The trouble is, how do you prevent Sybil attacks? The spammers might vote for their own sites

https://en.wikipedia.org/wiki/Sybil_attack

aabbcc1241 · on Dec 4, 2021

would be better if my votes only affect my search result

charlesdaniels · on Oct 13, 2021

I would point out that sixels[0] exist. There is a nice library, libsixel[1] for working with it, which includes bindings into many languages. If the author of sixel-tmux[2][3] is to be believed[4], the relative lack of adoption is a result of unwillingness on the part of maintainers of some popular open source terminal libraries to implement sixel support.

I can't comment on that directly, but I will say, it's pretty damn cool to see GnuPlot generating output right into one's terminal. lsix[5] is also pretty handy as well.

But yeah, I agree, I'm not a fan of all the work that has gone into "terminal graphics" that are based on unicode. It's a dead-end, as was clear to DEC even back in '87 (and that's setting aside that the VT220[6] had it's own drawing capabilities, though they were more limited). Maybe sixel isn't the best possible way of handling this, but it does have the benefit of 34 years of backwards-compatibility, and with the right software, you can already use it _now_.

0 - https://en.wikipedia.org/wiki/Sixel

1 - https://saitoha.github.io/libsixel/

2 - https://github.com/csdvrx/sixel-tmux

3 - https://news.ycombinator.com/item?id=28756701

4 - https://github.com/csdvrx/sixel-tmux/blob/main/RANTS.md

5 - https://github.com/hackerb9/lsix

6 - https://en.wikipedia.org/wiki/VT220

csdvrx · on Oct 14, 2021

> If the author of sixel-tmux[2][3] is to be believed[4], the relative lack of adoption is a result of unwillingness on the part of maintainers of some popular open source terminal libraries to implement sixel support.

:: Source data ::
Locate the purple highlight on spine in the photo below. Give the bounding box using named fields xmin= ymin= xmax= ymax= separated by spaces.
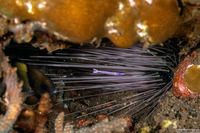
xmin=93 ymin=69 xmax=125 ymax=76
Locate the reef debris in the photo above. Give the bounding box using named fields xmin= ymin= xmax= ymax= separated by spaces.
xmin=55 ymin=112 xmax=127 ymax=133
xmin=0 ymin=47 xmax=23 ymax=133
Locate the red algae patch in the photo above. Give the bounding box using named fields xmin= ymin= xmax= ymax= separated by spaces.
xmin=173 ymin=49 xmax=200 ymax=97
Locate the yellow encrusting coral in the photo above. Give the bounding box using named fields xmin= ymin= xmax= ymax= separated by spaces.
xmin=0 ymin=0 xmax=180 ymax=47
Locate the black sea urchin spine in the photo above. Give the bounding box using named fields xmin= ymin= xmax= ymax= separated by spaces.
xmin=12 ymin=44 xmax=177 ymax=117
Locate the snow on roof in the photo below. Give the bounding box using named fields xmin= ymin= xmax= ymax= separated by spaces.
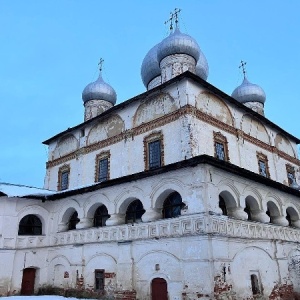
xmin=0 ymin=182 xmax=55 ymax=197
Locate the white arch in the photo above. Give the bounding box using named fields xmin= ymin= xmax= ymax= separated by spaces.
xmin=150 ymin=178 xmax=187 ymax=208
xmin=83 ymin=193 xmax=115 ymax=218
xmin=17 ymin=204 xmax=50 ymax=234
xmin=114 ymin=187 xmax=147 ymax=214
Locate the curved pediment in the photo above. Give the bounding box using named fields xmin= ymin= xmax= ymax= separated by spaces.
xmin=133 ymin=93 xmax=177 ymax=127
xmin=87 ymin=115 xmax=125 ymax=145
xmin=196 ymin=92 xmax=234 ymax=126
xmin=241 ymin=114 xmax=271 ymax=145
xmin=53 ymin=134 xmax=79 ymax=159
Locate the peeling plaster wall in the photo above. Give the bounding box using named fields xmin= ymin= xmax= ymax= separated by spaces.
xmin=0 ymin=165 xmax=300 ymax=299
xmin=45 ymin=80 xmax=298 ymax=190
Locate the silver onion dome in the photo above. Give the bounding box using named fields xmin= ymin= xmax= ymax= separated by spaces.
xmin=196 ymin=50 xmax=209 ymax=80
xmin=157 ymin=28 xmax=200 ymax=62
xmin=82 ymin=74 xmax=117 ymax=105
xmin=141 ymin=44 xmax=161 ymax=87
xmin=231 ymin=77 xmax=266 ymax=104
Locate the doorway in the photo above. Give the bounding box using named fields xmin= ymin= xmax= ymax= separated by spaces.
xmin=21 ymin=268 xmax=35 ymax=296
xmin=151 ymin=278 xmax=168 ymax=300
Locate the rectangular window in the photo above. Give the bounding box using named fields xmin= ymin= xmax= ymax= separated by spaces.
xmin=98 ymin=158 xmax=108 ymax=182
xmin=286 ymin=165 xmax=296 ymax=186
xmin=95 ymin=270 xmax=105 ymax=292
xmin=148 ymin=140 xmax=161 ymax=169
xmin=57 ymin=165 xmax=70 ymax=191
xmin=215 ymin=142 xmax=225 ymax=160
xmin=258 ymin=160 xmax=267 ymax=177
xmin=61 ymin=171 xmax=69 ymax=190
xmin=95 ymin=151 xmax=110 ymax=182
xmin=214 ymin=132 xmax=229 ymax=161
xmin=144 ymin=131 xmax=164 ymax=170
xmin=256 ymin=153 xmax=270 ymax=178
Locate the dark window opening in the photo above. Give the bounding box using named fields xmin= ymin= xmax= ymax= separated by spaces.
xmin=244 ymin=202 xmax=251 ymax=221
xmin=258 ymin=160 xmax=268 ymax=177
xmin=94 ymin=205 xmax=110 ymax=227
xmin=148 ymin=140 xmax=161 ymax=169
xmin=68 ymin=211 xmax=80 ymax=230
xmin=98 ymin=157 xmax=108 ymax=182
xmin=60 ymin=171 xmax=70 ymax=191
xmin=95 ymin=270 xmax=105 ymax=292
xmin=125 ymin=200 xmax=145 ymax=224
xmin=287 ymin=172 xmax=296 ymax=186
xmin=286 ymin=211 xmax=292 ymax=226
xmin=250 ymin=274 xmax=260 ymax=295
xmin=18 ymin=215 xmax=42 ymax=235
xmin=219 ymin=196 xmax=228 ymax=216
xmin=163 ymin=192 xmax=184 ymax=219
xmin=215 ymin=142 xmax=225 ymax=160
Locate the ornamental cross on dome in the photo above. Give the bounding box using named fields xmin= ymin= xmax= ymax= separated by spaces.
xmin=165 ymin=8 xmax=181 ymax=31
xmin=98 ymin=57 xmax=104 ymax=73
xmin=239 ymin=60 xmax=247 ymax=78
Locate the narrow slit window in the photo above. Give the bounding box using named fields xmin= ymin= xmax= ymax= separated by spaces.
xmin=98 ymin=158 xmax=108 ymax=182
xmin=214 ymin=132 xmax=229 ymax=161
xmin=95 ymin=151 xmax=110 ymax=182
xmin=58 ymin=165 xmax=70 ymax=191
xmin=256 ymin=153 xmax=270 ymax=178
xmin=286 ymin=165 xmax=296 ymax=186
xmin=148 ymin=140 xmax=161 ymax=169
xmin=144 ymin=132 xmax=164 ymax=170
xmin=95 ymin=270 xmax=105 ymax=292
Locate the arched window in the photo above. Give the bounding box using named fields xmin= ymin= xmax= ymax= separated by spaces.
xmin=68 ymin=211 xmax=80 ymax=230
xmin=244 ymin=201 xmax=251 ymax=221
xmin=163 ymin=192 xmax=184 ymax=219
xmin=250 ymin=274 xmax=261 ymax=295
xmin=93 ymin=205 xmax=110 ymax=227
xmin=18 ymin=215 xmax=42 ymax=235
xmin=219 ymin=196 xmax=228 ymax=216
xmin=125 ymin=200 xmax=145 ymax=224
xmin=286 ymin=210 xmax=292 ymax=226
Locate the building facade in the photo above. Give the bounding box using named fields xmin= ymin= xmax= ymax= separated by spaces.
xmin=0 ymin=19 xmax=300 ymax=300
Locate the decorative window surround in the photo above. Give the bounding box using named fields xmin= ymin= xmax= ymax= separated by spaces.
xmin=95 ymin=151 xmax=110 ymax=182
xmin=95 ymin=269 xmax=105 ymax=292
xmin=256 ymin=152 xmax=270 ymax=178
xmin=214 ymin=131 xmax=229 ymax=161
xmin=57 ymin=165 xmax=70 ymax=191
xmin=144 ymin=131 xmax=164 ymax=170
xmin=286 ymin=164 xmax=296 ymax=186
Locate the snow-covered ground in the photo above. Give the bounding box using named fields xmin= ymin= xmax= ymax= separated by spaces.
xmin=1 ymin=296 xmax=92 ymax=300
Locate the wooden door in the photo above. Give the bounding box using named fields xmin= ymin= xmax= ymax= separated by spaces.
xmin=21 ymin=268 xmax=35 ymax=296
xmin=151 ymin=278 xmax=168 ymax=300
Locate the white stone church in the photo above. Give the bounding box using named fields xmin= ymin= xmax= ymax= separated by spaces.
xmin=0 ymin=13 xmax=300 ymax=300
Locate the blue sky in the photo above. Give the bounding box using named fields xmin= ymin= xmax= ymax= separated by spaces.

:: Given problem ::
Carry on the forum thread about sixel graphics in terminals, starting immediately after the final quoted passage above.

:: Exercise output ::
If you have any doubt, look no further than this thread: the sixel format is attacked not for any technical reasons, but for its age, RIGHT HERE ON HN:

>> "That's a protocol that's a good forty years old, and even that is not supported. And I can see why, why on earth would you want to be adding support for that in 2021? What a ridiculous state of affairs."

What's ridiculous is, with so many examples and quotes, some people still thing I must be "emotional" (I had a long discussion here... https://news.ycombinator.com/item?id=28761043 ) or that a few million colors is not sufficient for the terminal (!)

There is none so blind as those who will not see...

db48x · on Oct 14, 2021

Sixels are fun, but I was disappointed by libsixel. It’s not really a general–purpose library; most of it is there only to implement various command–line arguments of img2sixel. Most of the functions determine what to do by parsing strings taken from the command–line arguments, so reusing it is super annoying.

When implementing a program that outputs sixels, you are better off looking elsewhere. SDL1.2-SIXEL is a good choice in general, if you are writing C or don’t mind using the C bindings for your preferred language.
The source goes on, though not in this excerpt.